Textausschnitt:
==*==
Aber in diesen Jahren verbinden sich Dichtung und Leben auf eine noch tiefere Weise. Die zweite der „Strophen zu einem Selbstbildnis“ (1934) lautet: „Sie alle sind in mir, Sind meines Lebens Grund; Der Knabe und der Mann, die Welt, der Traum, der Tod.“ Und in dem 1958 in Nürnberg erschienenen Buch, „Österreich“, sagt Henz, wie einst Hofmannsthal in „Wir Österreicher und Deutschland“: Wer die österreichische Dichtung kennen will, muß die Vergangenheit in der Gegenwart sehen und die Gegenwart in der Vergangenheit. Dieses Erlebnis einer Fülle der Zeit in jeder Zeit ist tragende Gewißheit. Und in sie taucht tief die Tätigkeit des Retaurators Henz, der für die Innsbrucker Glasmalerei und Mosaikwerkstätte unter anderen Arbeiten auch die eine übernimmt, die zu dem Gedichtzyklus von 1944 führt: „Bei der Arbeit an den Klosterneuburger Scheiben.“ „Der Zeit entsprungen, bin ich dir verwandt“, ruft er dem alten Meister über die Jahrhunderte hin zu und endet stilecht mit der Bitte um Gebet und dem Bekenntnis: Gott zur Ehre. Vor diesen Scheiben wird ihm das Mittelalter Gestalt in der Kathedrale, die eigene Zeit im Turm von Babel, in der Verwirrung der Sprachen, in der Verblendung der Geister, in der Taubheit der Herzen. Und er selbst wird zum Baugesellen, der durch die dämonischen Reiche wandert, nach dem Vorbild und in der Form der Terzinen Dantes. Das ist das Epos „Der Turm der Welt“, 1951. Der Aufschrei zu Gott rettet ihn aus der „Unterwelt“, die nicht als Vorgeschichte, sondern im Sinn der Mysterienspiele als Vorspiel, Schau, Enthüllung zu verstehen ist. Nun folgt, den „Sintflut“-Romanen von Stefan Andres vergleichbar, der zweite Teil, „Welt“, Rhapsodie der Jahre 1938 bis 1945, bis der Baugeselle, die Fahne um den Leib geschlungen, den Turm des Doms emporsteigt. Im Brand des Doms kehrt das Gedicht ein in die Wirklichkeit des Jahres 1945. Es endet mit einem Lobgesang, der in den neuen Morgen hineinklingt.
==*==
Aufgabenstellung:
(1) Beantworte folgende Fragen zum Textausschnitt:
(a) Wann und wo erschien das Buch „Österreich“?
(b) Nach welchem Vorbild und in welcher Form wandert der Baugeselle durch die dämonischen Reiche?
(c) Womit endet das Gedicht im Epos „Der Turm der Welt“?
(2) Wie lässt sich der Textausschnitt in zwei Sätzen zusammenfassen?

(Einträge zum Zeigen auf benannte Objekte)
==*==
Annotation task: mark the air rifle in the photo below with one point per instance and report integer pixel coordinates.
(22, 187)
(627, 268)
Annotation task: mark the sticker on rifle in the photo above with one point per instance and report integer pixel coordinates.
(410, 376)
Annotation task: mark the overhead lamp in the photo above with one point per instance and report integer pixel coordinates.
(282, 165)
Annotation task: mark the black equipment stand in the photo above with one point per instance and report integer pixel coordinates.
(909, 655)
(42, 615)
==*==
Lösungen:
(1)
(a) 1958 in Nürnberg.
(b) Nach dem Vorbild und in der Form der Terzinen Dantes.
(c) Mit einem Lobgesang, der in den neuen Morgen hineinklingt.

(2) Bei Henz verbinden sich Dichtung und Leben tief, etwa in seiner Tätigkeit als Restaurator an den Klosterneuburger Scheiben, die 1944 zu einem Gedichtzyklus führt. Im Epos „Der Turm der Welt“ von 1951 wandert er als Baugeselle in Dantes Terzinen durch dämonische Reiche und durchlebt die Jahre 1938 bis 1945, bis das Gedicht mit dem Brand des Doms in das Jahr 1945 einkehrt und mit einem Lobgesang endet.